■ **Vorliegender Text**:
»»
Nationalismus & Nationalitäten

Fekete Gábor an seine Freundin Baronesse Fetzenberg in Wien

  • Autor*in: Adolf Kallay
  • Übersetzt von: Gábor Fekete
  • Publikationsdaten: Ort: Wien | Jahr: 1867
  • Erschienen in: Figaro
  • Ausgabe-Datum: 25. 04. 1867
  • Entstehungsjahr: 1867
  • Teile: Nr. 2 der Sequenz
  • Originalsprachen: Deutsch
  • Verfügbarkeit: Österreichische Nationalbibliothek
  • Gattung: Erzählung

Kommentar:

Der am 25. April veröffentlichte fiktive Brief von Gábor Fekete wurde in Wirklichkeit von Dr. Adolf Kállay (1839-1899), einem ursprünglich jüdischen, in Ungarn (Ótura, heute Stará Turá in der Slowakei, unter dem Namen Kohn) geborenen Arzt geschrieben, der in den 1860er Jahren als ständiger Mitarbeiter der Figaro vor allem fiktive satirische Briefe verfasste, die bei den Lesern großes Gefallen fanden. Kállay war später als Franzensbader und darauffolgend als Karlsbader Brunnerarzt tätig, arbeitete als Herausgeber des Illustrierten Curorte-Almanachs (1887-1889) und des im April 1887 bereits in der 7. Auflage erschienenen Illustrierten Ärztlichen Almanachs.
««
[Zeigedaten zu referenziellen Ausdrücken]
»»
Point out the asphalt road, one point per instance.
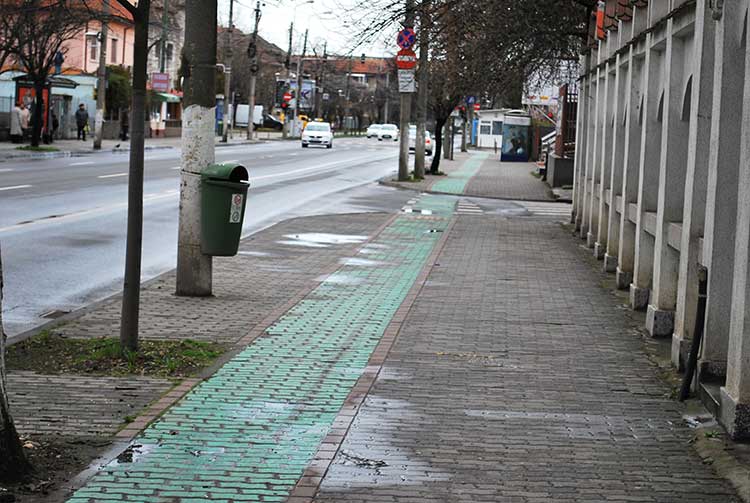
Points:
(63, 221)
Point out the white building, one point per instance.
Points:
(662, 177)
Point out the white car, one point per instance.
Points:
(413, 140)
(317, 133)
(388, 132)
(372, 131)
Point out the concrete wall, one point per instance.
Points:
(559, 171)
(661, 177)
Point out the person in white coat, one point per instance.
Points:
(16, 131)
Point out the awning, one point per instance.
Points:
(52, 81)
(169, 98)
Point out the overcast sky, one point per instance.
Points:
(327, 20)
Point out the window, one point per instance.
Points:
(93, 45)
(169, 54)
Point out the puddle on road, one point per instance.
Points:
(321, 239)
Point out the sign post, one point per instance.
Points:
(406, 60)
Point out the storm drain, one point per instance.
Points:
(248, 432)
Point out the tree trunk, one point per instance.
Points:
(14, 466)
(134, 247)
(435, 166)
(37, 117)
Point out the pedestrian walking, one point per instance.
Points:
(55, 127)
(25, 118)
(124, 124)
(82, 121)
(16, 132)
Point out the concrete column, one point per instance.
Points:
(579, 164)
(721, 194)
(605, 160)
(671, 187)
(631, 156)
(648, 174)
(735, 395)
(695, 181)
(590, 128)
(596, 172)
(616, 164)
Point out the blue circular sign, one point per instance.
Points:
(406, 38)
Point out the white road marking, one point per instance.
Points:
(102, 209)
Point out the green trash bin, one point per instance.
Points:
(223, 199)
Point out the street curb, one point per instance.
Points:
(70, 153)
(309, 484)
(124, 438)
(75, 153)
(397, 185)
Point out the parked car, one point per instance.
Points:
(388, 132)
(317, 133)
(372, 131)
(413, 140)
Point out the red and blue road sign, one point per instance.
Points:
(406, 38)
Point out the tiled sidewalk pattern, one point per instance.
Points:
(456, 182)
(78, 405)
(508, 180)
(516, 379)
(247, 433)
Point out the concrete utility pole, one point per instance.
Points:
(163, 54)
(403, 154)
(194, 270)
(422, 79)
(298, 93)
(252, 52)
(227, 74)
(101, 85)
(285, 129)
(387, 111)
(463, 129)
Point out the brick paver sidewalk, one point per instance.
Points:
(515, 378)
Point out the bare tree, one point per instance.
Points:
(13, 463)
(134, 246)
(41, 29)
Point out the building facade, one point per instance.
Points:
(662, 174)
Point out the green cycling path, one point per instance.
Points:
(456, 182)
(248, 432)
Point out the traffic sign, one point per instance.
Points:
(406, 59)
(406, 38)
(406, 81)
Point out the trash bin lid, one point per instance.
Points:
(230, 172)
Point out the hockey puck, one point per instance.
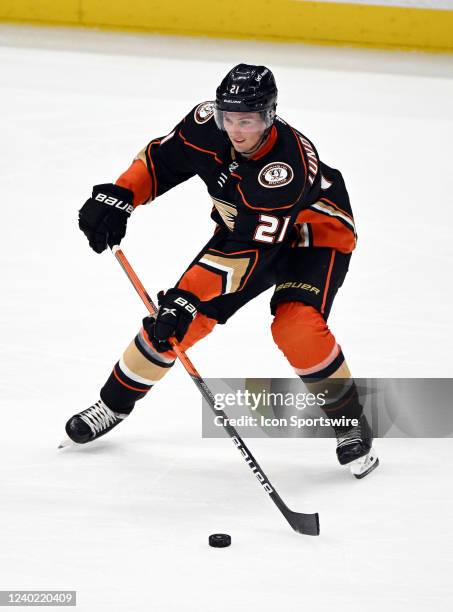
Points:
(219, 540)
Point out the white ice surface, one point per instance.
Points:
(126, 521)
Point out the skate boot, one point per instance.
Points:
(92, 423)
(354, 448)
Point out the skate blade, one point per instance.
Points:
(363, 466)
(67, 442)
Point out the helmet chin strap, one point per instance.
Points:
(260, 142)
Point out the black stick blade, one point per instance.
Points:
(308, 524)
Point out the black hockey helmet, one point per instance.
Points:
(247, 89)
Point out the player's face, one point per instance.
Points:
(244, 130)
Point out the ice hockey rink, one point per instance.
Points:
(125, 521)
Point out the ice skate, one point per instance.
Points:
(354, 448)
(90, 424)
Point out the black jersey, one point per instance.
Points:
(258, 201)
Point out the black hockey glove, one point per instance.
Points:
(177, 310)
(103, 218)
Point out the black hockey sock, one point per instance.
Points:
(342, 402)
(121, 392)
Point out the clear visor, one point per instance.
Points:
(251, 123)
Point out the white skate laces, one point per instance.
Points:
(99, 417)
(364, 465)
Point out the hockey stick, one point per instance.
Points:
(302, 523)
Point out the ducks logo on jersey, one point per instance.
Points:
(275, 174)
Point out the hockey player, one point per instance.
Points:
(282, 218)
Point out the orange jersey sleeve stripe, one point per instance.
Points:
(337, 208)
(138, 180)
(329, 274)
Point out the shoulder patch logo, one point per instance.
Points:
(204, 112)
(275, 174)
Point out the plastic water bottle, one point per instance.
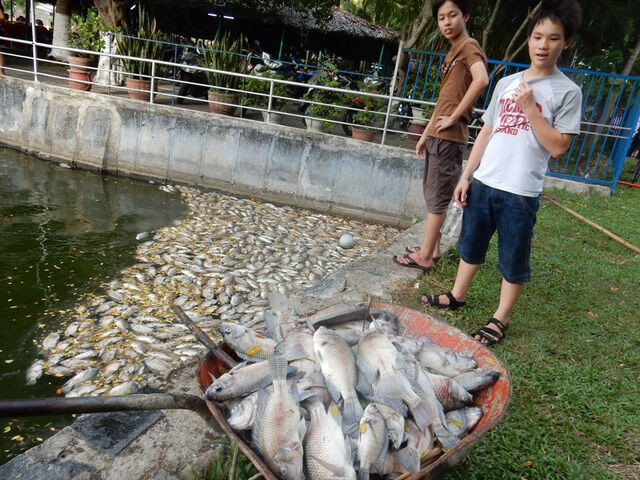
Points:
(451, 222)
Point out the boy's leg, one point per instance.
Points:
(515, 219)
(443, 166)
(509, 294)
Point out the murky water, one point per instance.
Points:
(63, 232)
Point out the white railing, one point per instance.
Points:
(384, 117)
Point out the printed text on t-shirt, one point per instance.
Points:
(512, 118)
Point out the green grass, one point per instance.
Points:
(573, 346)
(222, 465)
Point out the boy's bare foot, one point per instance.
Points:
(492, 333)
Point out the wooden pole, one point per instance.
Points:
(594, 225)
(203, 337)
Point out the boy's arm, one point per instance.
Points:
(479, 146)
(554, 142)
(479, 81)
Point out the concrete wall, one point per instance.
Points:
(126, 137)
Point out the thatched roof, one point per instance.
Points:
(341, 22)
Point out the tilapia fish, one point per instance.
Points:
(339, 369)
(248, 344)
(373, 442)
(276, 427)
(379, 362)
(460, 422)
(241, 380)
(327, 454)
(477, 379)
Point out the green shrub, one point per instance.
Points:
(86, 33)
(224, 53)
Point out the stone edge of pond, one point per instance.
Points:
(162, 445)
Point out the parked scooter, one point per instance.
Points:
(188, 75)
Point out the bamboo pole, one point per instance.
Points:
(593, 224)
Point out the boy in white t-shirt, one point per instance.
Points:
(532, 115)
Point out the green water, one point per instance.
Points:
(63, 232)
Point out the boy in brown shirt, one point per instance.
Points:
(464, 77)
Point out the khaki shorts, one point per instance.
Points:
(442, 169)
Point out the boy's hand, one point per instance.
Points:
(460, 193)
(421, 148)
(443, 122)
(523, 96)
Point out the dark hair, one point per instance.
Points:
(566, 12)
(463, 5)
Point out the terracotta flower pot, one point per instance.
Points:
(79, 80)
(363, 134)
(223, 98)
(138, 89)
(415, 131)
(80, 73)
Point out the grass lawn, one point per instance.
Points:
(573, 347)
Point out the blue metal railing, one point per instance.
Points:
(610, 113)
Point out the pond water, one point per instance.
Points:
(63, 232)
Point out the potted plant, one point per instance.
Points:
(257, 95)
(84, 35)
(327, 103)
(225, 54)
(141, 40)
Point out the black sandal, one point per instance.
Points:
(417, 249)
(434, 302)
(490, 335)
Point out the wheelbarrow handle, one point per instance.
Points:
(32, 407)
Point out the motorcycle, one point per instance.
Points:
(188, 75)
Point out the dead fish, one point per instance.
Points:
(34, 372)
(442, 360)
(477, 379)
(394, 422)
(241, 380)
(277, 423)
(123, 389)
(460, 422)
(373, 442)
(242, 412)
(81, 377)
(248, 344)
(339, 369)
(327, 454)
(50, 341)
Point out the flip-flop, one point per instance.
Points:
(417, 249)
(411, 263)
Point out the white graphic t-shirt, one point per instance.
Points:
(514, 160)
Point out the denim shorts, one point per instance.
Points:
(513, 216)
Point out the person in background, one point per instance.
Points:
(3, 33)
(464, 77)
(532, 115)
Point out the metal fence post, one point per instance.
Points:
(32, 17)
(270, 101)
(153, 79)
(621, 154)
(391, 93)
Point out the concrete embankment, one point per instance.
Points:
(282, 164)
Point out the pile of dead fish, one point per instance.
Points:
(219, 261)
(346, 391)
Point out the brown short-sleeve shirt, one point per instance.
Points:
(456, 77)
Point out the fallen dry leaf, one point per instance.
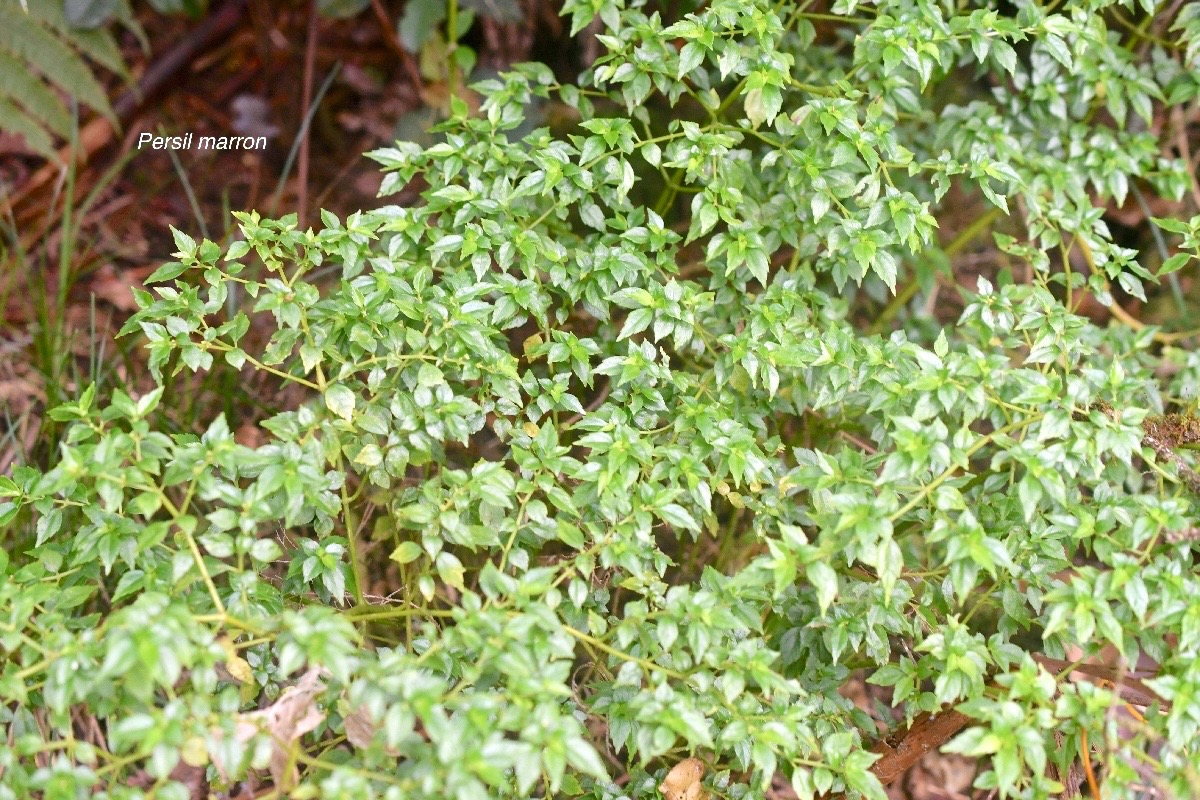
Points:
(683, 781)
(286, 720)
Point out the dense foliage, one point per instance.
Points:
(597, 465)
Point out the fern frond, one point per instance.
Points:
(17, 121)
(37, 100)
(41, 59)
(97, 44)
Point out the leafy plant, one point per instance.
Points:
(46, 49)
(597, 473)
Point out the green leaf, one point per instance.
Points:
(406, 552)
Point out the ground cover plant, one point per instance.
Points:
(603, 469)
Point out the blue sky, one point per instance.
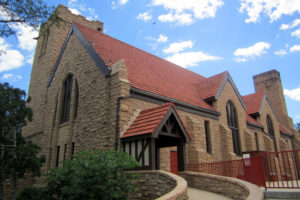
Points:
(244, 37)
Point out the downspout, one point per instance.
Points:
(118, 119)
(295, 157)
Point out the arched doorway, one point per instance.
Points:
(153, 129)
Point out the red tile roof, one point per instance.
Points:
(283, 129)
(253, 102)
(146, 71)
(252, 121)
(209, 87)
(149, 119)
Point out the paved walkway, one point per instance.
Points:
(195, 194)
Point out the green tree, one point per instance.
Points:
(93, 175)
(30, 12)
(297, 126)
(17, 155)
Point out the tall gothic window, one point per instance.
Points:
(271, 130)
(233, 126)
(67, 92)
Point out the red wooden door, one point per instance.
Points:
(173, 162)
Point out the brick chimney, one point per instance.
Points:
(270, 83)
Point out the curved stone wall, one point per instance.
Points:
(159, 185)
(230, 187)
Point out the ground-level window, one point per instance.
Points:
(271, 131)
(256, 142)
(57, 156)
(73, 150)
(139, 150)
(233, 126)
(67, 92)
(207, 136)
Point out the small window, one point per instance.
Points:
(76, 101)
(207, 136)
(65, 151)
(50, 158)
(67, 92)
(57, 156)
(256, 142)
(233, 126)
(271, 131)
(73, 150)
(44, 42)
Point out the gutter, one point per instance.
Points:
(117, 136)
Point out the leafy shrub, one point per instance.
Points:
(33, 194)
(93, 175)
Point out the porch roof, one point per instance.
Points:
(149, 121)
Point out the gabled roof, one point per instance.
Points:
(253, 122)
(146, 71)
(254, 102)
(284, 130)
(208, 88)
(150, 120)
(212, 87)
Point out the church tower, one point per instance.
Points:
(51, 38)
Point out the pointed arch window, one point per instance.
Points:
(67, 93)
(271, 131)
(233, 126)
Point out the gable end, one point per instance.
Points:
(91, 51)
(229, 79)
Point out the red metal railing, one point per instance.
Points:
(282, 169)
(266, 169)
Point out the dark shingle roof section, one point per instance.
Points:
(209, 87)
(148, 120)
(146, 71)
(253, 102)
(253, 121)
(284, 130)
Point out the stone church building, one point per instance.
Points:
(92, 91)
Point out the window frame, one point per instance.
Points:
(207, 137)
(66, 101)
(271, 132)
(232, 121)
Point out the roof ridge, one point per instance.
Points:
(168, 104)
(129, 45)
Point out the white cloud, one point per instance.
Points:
««
■ **Deine Aufgaben**:
• a. Welche Publikationen nennt der Kommentar zum fiktiven Brief an Baronesse Fetzenberg?
• b. Schreib den Kommentar zum fiktiven Brief an Baronesse Fetzenberg im Anschluss an seinen letzten Satz weiter.

■ **Ergebnisse je Aufgabe**:
• a. Figaro, Illustrierter Curorte-Almanach, Illustrierter Ärztlicher Almanach

• b.
In diesem Brief erzählt Gábor Fekete von einem ungeheuren Pomp und übertrieben groß angelegten Plänen zu den Krönungsfeierlichkeiten, die im Juni abgehalten werden sollen. In dem lustigen Bericht schreibt er über die eifrigen und pompösen Vorbereitungen, u.a. dass die Ungarn bei den Feierlichkeiten historische Ansichten heraufbeschwören wollen, z.B. die traditionelle festliche Bekleidung der Leibgarde soll mit Tigerfell geschmückt werden, aber mangels Tigerfells wird gefärbtes Schaffell verwendet. Die Äußerlichkeiten scheinen überaus wichtig zu sein, sogar für den fiktiven Autor des Briefes, der wolle nämlich für die Feier eine sogenannte Attila, den traditionellen Uniformrock der Husaren tragen, aber dieses Kleidungsstück wurde bereits „sanktioniert vom Schneider auf Kredit“, und nur Minister können Attila tragen. Aber auch Fekete habe zum Ministerposten eine Chance über unübersichtliche Kontakte zum Grafen Andrássy, dem ersten Ministerpräsidenten nach dem Ausgleich, womit Kállay auf die vermeintliche bestehende Vetternwirtschaft in der ungarischen Staatsverwaltung hinweist.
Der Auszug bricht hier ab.